TASK INSTRUCTIONS ▸ Copy out all of the material, matching it word for word.

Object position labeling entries
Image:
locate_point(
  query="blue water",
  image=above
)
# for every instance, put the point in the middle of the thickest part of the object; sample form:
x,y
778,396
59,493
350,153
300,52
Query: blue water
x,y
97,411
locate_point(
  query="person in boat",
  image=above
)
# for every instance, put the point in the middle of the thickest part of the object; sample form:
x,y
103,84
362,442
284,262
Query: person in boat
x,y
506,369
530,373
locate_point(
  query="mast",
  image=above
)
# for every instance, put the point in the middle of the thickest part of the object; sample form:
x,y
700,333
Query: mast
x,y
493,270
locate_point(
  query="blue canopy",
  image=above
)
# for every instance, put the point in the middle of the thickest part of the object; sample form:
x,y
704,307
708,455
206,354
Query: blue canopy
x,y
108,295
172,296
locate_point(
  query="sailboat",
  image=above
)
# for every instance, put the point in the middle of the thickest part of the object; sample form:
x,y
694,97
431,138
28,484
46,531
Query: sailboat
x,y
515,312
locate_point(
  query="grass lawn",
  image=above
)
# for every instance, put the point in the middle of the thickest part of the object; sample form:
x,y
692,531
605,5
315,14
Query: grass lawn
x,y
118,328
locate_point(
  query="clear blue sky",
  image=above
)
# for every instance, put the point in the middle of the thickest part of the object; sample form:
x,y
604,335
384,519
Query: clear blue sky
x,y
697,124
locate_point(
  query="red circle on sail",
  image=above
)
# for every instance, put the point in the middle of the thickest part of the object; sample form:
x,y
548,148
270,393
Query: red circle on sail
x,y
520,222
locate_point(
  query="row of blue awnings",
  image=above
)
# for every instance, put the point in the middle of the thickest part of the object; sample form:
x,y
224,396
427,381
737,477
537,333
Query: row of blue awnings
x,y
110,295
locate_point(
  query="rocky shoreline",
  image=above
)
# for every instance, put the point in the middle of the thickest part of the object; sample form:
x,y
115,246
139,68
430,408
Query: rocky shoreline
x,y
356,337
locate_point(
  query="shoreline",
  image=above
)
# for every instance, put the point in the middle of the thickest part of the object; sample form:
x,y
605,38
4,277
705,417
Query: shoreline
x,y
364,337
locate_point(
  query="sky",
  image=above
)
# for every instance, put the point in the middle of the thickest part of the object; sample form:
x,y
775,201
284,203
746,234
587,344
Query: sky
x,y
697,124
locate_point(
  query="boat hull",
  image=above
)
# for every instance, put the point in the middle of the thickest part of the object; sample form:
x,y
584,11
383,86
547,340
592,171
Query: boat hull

WRITTEN RESPONSE ▸
Image:
locate_point(
  query="blue water",
  image=above
)
# for every instance, put the point in the middle of the thickest part of the object; sample form:
x,y
778,396
59,493
350,153
300,52
Query: blue water
x,y
97,411
locate_point(
  query="person in boat",
  image=above
)
# for every instance, put the point in the middle of the thickest part of the object; sample form:
x,y
103,84
362,442
284,262
Query: person in boat
x,y
506,369
530,373
locate_point(
  query="mast",
  image=above
)
# for every instance, put the point in the middle of the thickest part of the object; sample form:
x,y
700,333
Query: mast
x,y
493,270
locate_point(
  query="blue canopy",
  image=above
)
# for every instance, put the point in the middle of the thickest part of the object; sample form:
x,y
704,307
708,455
206,354
Query: blue canopy
x,y
108,295
172,296
locate_point(
  query="sailboat",
  image=above
)
# for every instance, put the point in the middle of the thickest part of the object; sample form:
x,y
694,97
431,138
28,484
46,531
Query: sailboat
x,y
515,312
locate_point(
  query="grass lawn",
  image=above
)
# for every instance, put the point in the middle of the thickest part of the object; sample form:
x,y
692,531
605,5
315,14
Query: grass lawn
x,y
118,328
locate_point(
  query="clear blue sky",
  image=above
)
# for every instance, put the point in the middle of the thickest part of the object; sample form:
x,y
604,335
384,519
Query: clear blue sky
x,y
697,124
locate_point(
  query="red circle on sail",
  image=above
)
# for every instance, put the point in the middle of the thickest part of the object; sample form:
x,y
548,148
270,393
Query: red circle on sail
x,y
520,222
locate_point(
  query="row of blue awnings",
  image=above
)
# for every instance, put the point in the middle of the thickest part of the object; sample form:
x,y
224,396
427,381
737,477
537,333
Query: row of blue awnings
x,y
110,295
locate_point(
  query="rocky shoreline",
  image=above
)
# for every instance, put the point in the middle of the thickest part of the object; sample form:
x,y
115,246
139,68
430,408
Query: rocky shoreline
x,y
356,337
locate_point(
  query="shoreline",
  image=above
)
# for every instance, put the point in the middle of the thickest part of the object; sample form:
x,y
605,38
4,277
705,417
Query: shoreline
x,y
364,337
locate_point(
  query="sky",
  image=above
)
# for every instance, put the point in the middle of the thickest part of the object; sample form:
x,y
775,201
284,203
746,234
587,344
Query: sky
x,y
697,124
locate_point(
  query="boat hull",
  image=above
)
# for every instance, put the point in the middle of the thickest part of the object; sample form:
x,y
584,11
383,86
547,340
592,171
Query: boat hull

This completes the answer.